__Excerpted passage__

*** Begin section ***

Lifestyle Modification for Obesity

Written by Dr. Indhupriyadharshini and medically reviewed by iCliniq medical review team.

Image: Lifestyle Modification for Obesity

Obesity has become the initial cause of all major health issues like cardiovascular, hypertension, diabetes, etc., which leads to other dangerous health issues. This obesity has now become a major epidemic in humans. So, how do we deal with this?

We have three steps to change our life completely into a healthy state. It Includes:

  1. Diet.
  2. Exercise.
  3. Behavior therapy.

1. Diet

As the saying goes, too much of anything is good for nothing. It applies to sugar too. Excess sugar leads to weight gain, excess calories, and fat again leads to obesity. Children who are encouraged to overeat in infancy and childhood are more likely to become obese adults.

Some healthy food habits you can incorporate:

  • Fruits, green leafy vegetables, spinach, and protein-rich breakfast help a lot.

*** End section ***

__Supplied material__

*** Begin section ***

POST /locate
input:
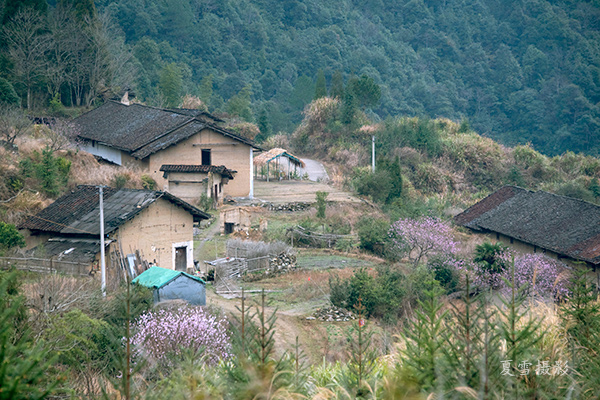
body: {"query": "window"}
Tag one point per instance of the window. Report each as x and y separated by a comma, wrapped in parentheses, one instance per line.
(206, 157)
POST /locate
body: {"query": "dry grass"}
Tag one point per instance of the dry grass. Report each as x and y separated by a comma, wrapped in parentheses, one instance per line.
(85, 169)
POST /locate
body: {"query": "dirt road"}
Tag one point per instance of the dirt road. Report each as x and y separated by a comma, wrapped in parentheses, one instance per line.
(280, 192)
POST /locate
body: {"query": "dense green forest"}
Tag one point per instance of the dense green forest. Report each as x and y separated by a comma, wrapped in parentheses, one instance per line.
(520, 71)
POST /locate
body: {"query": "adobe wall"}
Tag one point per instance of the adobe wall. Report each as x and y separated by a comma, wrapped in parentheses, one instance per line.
(224, 151)
(156, 231)
(190, 186)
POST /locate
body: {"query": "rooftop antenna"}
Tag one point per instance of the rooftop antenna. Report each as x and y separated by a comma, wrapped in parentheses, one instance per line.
(373, 154)
(102, 256)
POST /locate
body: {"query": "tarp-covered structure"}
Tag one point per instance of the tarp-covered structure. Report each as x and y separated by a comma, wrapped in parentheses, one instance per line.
(168, 284)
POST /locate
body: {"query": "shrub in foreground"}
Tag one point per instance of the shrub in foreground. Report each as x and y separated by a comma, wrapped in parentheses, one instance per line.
(165, 335)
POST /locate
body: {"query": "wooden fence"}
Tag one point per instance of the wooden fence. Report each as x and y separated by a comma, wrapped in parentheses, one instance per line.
(45, 265)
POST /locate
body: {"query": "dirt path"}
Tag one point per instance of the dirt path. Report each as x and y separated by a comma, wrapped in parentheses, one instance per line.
(289, 323)
(280, 192)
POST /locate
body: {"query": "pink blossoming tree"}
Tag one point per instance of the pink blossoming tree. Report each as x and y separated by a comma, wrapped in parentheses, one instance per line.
(422, 237)
(166, 334)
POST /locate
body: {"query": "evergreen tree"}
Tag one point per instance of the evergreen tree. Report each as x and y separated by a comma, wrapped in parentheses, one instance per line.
(424, 339)
(11, 7)
(264, 125)
(362, 357)
(10, 237)
(521, 334)
(84, 9)
(171, 85)
(337, 85)
(581, 318)
(24, 363)
(365, 90)
(321, 85)
(239, 104)
(349, 107)
(206, 89)
(8, 96)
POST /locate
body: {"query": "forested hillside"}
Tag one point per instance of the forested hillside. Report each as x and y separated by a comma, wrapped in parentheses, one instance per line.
(519, 71)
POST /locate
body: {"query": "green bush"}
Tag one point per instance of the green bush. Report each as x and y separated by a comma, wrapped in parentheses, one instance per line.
(382, 294)
(8, 96)
(49, 173)
(373, 234)
(489, 256)
(444, 271)
(376, 185)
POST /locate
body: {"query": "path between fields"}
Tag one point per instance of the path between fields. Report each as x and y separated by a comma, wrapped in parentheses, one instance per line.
(287, 326)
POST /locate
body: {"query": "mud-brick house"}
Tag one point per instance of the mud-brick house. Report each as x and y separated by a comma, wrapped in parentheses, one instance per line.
(155, 225)
(153, 139)
(190, 182)
(562, 227)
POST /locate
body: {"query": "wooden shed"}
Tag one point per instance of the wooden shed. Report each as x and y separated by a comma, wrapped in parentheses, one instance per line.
(173, 285)
(271, 162)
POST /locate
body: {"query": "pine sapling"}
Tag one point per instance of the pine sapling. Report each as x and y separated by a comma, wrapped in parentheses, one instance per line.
(362, 357)
(424, 339)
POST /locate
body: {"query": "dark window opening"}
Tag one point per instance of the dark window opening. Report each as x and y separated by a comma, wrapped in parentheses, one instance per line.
(180, 258)
(206, 157)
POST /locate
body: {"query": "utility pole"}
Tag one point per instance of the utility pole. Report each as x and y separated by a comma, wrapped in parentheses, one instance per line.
(102, 257)
(373, 154)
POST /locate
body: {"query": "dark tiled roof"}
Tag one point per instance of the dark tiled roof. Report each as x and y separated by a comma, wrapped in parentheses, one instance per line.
(201, 115)
(68, 249)
(143, 130)
(219, 169)
(564, 225)
(78, 212)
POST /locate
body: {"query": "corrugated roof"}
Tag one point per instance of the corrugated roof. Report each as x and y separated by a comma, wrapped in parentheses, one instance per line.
(219, 169)
(272, 154)
(564, 225)
(142, 130)
(66, 249)
(78, 212)
(157, 277)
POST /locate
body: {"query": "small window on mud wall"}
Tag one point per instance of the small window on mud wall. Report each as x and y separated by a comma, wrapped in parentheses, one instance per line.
(206, 157)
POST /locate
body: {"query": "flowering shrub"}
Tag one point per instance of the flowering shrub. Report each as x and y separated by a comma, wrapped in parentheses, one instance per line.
(538, 274)
(421, 237)
(165, 334)
(535, 274)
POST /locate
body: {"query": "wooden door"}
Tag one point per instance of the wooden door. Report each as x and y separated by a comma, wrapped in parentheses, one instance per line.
(181, 259)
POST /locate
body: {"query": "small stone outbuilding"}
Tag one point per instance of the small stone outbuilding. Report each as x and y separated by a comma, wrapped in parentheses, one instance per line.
(562, 227)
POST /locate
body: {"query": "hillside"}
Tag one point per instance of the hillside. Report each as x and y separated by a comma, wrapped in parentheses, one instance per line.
(524, 71)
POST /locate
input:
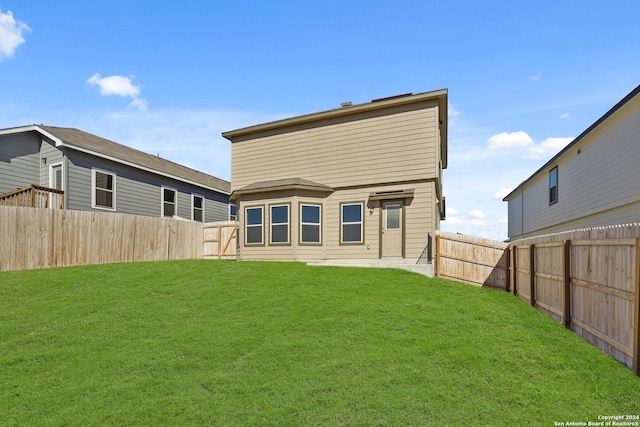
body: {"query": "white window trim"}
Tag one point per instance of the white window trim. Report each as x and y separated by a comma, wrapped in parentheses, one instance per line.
(193, 207)
(51, 174)
(175, 203)
(235, 217)
(246, 226)
(93, 189)
(361, 222)
(386, 216)
(288, 224)
(319, 224)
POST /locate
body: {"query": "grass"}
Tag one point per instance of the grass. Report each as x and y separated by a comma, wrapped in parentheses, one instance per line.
(244, 343)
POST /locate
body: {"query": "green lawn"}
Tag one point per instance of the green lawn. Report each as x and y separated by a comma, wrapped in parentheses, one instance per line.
(249, 343)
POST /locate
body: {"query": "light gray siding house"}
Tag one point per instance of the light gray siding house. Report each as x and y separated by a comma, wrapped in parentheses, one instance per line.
(102, 175)
(592, 182)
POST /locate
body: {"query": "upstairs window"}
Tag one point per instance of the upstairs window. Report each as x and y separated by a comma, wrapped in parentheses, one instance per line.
(197, 208)
(351, 223)
(280, 224)
(104, 190)
(553, 185)
(169, 202)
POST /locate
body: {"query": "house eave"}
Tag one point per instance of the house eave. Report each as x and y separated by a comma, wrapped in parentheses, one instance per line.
(439, 95)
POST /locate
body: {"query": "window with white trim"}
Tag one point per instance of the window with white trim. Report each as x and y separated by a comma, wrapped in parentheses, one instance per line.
(55, 176)
(232, 212)
(279, 217)
(197, 208)
(169, 202)
(254, 220)
(310, 218)
(103, 191)
(351, 221)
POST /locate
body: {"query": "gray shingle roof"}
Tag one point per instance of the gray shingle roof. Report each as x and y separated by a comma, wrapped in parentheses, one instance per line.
(281, 184)
(88, 142)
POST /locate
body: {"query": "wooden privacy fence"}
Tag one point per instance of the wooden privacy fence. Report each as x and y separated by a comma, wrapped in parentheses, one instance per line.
(220, 240)
(40, 238)
(471, 260)
(589, 280)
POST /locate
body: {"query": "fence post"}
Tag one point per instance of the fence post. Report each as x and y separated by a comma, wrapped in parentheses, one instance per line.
(636, 311)
(566, 278)
(507, 272)
(532, 273)
(514, 266)
(437, 256)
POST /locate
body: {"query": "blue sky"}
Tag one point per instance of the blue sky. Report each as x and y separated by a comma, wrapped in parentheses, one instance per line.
(168, 77)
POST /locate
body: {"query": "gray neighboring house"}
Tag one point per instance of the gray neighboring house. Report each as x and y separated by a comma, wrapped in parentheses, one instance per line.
(102, 175)
(592, 182)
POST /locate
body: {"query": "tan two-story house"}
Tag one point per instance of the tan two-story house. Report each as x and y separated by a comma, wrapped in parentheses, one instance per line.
(360, 182)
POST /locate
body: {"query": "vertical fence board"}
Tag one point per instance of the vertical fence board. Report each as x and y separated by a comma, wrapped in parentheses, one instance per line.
(590, 281)
(472, 260)
(39, 238)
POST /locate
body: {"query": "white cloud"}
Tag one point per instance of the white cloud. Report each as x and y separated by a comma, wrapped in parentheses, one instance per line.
(11, 34)
(521, 140)
(502, 193)
(509, 140)
(475, 213)
(453, 110)
(120, 86)
(548, 148)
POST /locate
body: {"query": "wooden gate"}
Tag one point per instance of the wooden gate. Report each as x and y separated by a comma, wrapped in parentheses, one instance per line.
(220, 240)
(473, 260)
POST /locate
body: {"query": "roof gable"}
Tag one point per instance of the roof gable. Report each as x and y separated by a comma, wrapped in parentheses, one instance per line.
(76, 139)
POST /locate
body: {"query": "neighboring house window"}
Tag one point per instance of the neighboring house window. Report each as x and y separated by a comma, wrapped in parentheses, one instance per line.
(55, 177)
(553, 185)
(253, 225)
(310, 224)
(351, 223)
(169, 201)
(104, 190)
(279, 215)
(197, 208)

*** End section ***

__Tasks to carry out__
#1 List the steps that the article on lifestyle modification for obesity gives for changing one's life to a healthy state.
#2 According to the article on lifestyle modification for obesity, which children are more likely to become obese adults?
#3 Continue the article on lifestyle modification for obesity from its final line.
The records are from a different source than the article.

__Task-by-task answers__
#1
Diet
Exercise
Behavior therapy

#2 Children who are encouraged to overeat in infancy and childhood.

#3
  • Drink plenty of water and take water half an hour before meals.
  • Limit yourself to small portions by using a small plate.
  • Fibrous foods like beans, peas, broccoli, brussels sprouts can be taken.

Things to cut down on:

  • Alcohol.
  • High-calorie food.
  • Dairy products.
  • Sugar.
  • Junk food.

2. Exercise

Today's lifestyle includes very little physical activities, and this is mainly true in urban areas compared to rural, which leads to weight gain. Regular walking for at least an hour a day will reduce the risk of weight gain.

Television and video games are major culprits contributing to this sedentary lifestyle among adolescents and children as they occupy a significant chunk of their leisure time and after this, people are drained out both physically and mentally.

3. Behavior Therapy

Cognitive behavioral therapy (CBT) is not the main strand in the weight loss regimen but it is used as an adjunct in the management of obesity by:

  • Improving the person's sense of self-worth.
  • Stress management (main factor for obesity).
  • Helping in maintaining a long-term weight management plan.
  • Motivating to exercise regularly.
  • Helping to control impulsive eating.

A new term 'stress weight' has been introduced, which means the deposition of excess fat over hips, buttocks or thighs becomes a risk factor for cardiovascular diseases, diabetes, hypertension, and cancer.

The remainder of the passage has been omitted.